### Task requirements:
Change "grassy hillside" to "grassy slope" throughout the data below and write it all out again with nothing else altered.

(Extracted data entries)
^^^^^^^^

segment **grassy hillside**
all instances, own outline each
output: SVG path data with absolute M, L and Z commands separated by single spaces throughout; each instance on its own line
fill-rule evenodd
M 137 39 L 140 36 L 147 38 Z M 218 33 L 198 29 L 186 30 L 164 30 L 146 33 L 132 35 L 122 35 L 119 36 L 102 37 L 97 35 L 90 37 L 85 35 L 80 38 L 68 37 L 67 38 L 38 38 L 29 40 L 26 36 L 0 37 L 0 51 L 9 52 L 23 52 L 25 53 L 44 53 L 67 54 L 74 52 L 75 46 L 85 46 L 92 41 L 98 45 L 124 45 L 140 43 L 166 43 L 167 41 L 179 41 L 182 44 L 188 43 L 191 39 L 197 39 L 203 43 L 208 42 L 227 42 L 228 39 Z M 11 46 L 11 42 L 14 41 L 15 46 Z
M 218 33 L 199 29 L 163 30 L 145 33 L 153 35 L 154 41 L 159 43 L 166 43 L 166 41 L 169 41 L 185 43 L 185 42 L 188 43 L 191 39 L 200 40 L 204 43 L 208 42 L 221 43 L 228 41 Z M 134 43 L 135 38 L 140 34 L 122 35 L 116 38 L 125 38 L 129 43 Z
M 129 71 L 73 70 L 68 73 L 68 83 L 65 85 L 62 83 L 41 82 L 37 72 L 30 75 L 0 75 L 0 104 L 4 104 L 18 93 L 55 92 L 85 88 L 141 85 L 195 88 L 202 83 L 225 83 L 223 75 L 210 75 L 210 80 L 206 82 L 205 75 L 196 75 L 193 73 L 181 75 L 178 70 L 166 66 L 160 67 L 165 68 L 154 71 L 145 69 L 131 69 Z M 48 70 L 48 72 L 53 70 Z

^^^^^^^^

### Task response:
segment **grassy slope**
all instances, own outline each
output: SVG path data with absolute M, L and Z commands separated by single spaces throughout; each instance on its own line
fill-rule evenodd
M 137 39 L 140 36 L 147 38 Z M 218 33 L 198 29 L 186 30 L 164 30 L 146 33 L 132 35 L 122 35 L 119 36 L 102 37 L 97 35 L 90 37 L 85 35 L 80 38 L 68 37 L 67 38 L 38 38 L 29 40 L 26 36 L 0 37 L 0 51 L 9 52 L 23 52 L 25 53 L 44 53 L 67 54 L 74 52 L 75 46 L 85 46 L 92 41 L 98 45 L 124 45 L 140 43 L 166 43 L 167 41 L 179 41 L 182 44 L 188 43 L 191 39 L 197 39 L 203 43 L 208 42 L 227 42 L 228 39 Z M 11 46 L 11 42 L 14 41 L 15 46 Z
M 218 33 L 199 29 L 163 30 L 145 33 L 153 35 L 154 41 L 159 43 L 166 43 L 166 41 L 169 41 L 185 43 L 185 42 L 188 43 L 191 39 L 200 40 L 204 43 L 208 42 L 221 43 L 228 41 Z M 134 43 L 135 38 L 140 34 L 122 35 L 116 38 L 125 38 L 129 43 Z
M 129 71 L 73 70 L 68 73 L 68 83 L 65 85 L 62 83 L 41 82 L 37 72 L 30 75 L 0 75 L 0 104 L 4 104 L 18 93 L 55 92 L 85 88 L 141 85 L 195 88 L 202 83 L 225 83 L 223 75 L 210 75 L 210 80 L 206 82 L 205 75 L 196 75 L 193 73 L 181 75 L 178 70 L 166 66 L 160 67 L 165 68 L 154 71 L 145 69 L 131 69 Z M 48 70 L 48 72 L 53 70 Z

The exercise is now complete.